ENTRADAS PROPORCIONADAS:
......
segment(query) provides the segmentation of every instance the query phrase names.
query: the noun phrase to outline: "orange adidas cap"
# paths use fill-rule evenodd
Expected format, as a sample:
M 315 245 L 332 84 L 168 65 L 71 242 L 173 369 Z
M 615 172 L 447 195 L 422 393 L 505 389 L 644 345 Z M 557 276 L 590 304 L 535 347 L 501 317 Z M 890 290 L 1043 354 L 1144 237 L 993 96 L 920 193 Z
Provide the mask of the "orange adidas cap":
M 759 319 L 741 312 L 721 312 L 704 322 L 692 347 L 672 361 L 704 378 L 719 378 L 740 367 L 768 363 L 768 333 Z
......
Transcribe sin ningún cambio las líneas de los ítems que van desde el comienzo hasta la línea que contiene "M 315 245 L", ambas incluidas, y solo esas.

segment(query) provides the segmentation of every instance the query phrase names.
query: the noun phrase to outline: "orange adidas cap"
# paths use fill-rule evenodd
Expected format, as a sample:
M 315 245 L 332 84 L 168 65 L 71 242 L 173 369 Z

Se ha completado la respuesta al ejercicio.